Could you reproduce all of the data below line for line, omitting the pictures?
----- Record set -----
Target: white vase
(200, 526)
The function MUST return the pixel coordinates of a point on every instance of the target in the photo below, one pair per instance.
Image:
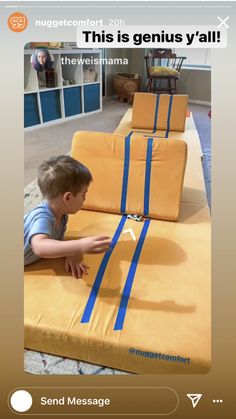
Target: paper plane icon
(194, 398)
-----
__Solved problem__
Target: white vase
(200, 526)
The function MUST return the pixel coordinates of a point on every instance of the target in the photo below, one pair per instance.
Image:
Target: paper plane icon
(194, 398)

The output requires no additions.